-- Lista de tarefas --
**A)** Indique se cada afirmação a seguir está de acordo com o relatório de campo, respondendo sim ou não e citando as palavras do relatório que decidem a questão: (i) a Escola Estadual Maria Moura é a única da comunidade; (ii) a escola Maria Moura tem cerca de 500 alunos; (iii) a primeira viagem foi feita na época da cheia.
**B)** Dê continuidade ao relatório de campo sobre a viagem a São Pedro de Joselândia, partindo da última frase apresentada.

ANDRÉ MANFRINATE
Relatório de Campo –
PIBIC/2013
Viagem a São Pedro de
Joselândia – 05 a 08 de abril.
André Manfrinate, Regis Paiva e Evelyn. (Foto
de Michèle Sato, 2013).
Viajando pela segunda vez com o grupo GPEA,
voltei para a comunidade de São Pedro de Joselândia, um novo contato com a
região do Pantanal Matogrossense.
Em
tal impressão, pelo trajeto fui percebendo a mudança, em contraste com a
primeira viagem feita – na época da seca – criada com a chegada da cheia. No
primeiro dia, todos do grupo estivemos na Escola Estadual Maria Moura, que é a
única da comunidade.
A
ESCOLA
Em
reunião do GPEA com o corpo docente da escola, houve uma interessante abordagem
dos trabalhos que vieram a ser feitos no dia sequente àquele em questão, e uma gostosa
conversa. Observamos que muitos projetos de gestão ambiental estão sendo
criados, constantemente, em diálogo com as pesquisas da academia, em São Pedro,
pelos professores locais.
Em
diálogo sincero, o corpo docente narrou a dificuldade enfrentada por eles para
trazer materiais e estrutura ao local de ensino. Dificuldades físicas e também
de ordem financeira. Uma reflexão surgiu de Benedita Luciana, diretora e também
professora da escola, seus dizeres foram no sentido que: “As leis não são
feitas pensando na educação do campo”.
O que deseja Benedita, ao afirmar isso,
transmitir? É a pergunta que me faço. Em diálogo com o grupo, ela explica que
os órgãos pertencentes ao executivo dificultam, através da burocracia, na
execução dos projetos e no andamento das atividades escolares, bem como agem
com negligência para os problemas que a mesma enfrenta.
O reforço vem com Seu Paiva, afirmando que a
presença física dos tomadores de decisão por vezes ocorre, mas em verdade, nada
de eficiente emana dessa alegoria - Havia um requisito para a possibilidade de
construir uma quadra de esportes: 500 alunos, sendo que a escola Maria Moura
tem cerca de 300 – ofícios são requeridos, e a escola os emite, contudo, o
resultado não aparece, e a escola permanece desamparada. De tal forma, a falta
de preparo e estruturas também espantaria os professores.

-- Material fornecido --
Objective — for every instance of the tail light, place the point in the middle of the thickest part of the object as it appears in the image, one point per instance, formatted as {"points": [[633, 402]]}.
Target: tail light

-- Respostas do exercício --
**A)**
(i) Sim: "que é a única da comunidade".
(ii) Não: "a escola Maria Moura tem cerca de 300".
(iii) Não: "na época da seca".

**B)**
Neste quadro apresentado, contudo, eis que
surge na fala de seu Paiva, a revelação de que tem sempre, com seus alunos, uma
relação de respeito e amizade. Juntamente com a religião, consegue sempre
manter os estudantes na busca do aprendizado. Diz ele “meu sangue é que é bom”.
Revela que seus alunos tem honestidade, não furtam, não tomam as coisas dos
coleguinhas; é algo que vem sendo ensinado desde os primeiros anos para o
futuro da comunidade.
Dita Luciana infere que a comunidade também
colabora com a escola. O que se precisa e é possível se fazer, o povo faz.
Porém, conforme o ciclo das águas no Pantanal, não foi possível elaborar um
calendário que atendesse às necessidades da comunidade, então, essa ajuda é
contínua, vez que muitas vezes as crianças têm pouco acesso à escola. Ela mesma
abriga duas alunas que moram longe, para poderem estudar.
A respeito da perspectiva de melhora com a
educação, para os professores, muitos dos alunos não a tem; existe a
expectativa da volta ao trabalho na horta, no plantio, o que leva, muitas
vezes, ao desinteresse na escola.
Em contrapartida, a memória da comunidade de
São Pedro, por diversas vezes foi abordada aos alunos, em reconhecimento à sua
própria história, geografia, etc. Um livro foi gerado como produto dessa
abordagem, com as histórias de Joselandia. O corpo docente porém alerta: Cada
comunidade ( São Pedro, Retiro, Pimenteira) tem sua própria história, e os
pesquisadores se atém às histórias de São Pedro.
A dinâmica de acompanhamento do filho na
escola, dos comunitários, e sua relação com os professores é interessante; por vezes,
a conversa se dá em ambiente informal, na rua mesmo, encontrando as pessoas no
dia a dia. A facilidade de contato entre as pessoas na comunidade reflete na
escola.
Os professores também reclamam a respeito das
novas tecnologias, que distraem os alunos. Eis que traz a intervenção a
Professora Michèle, no sentido de reflexão, apresentando exemplos de
professores que sofrem, e que tem sucesso no uso da tecnologia na educação.
Em tal ocasião, para mim muito proveitosa,
pude ter o primeiro contato desta segunda viagem, com toda uma abordagem
referente a escola, com inúmeros temas. Aproveitando-me da situação, consigo
uma rápida conversa com Seu Paiva, juiz de paz da região, e que adora uma boa
conversa.
Reunião com os
professores (Foto de Lúcia Shiguemi Kawahara, 2013).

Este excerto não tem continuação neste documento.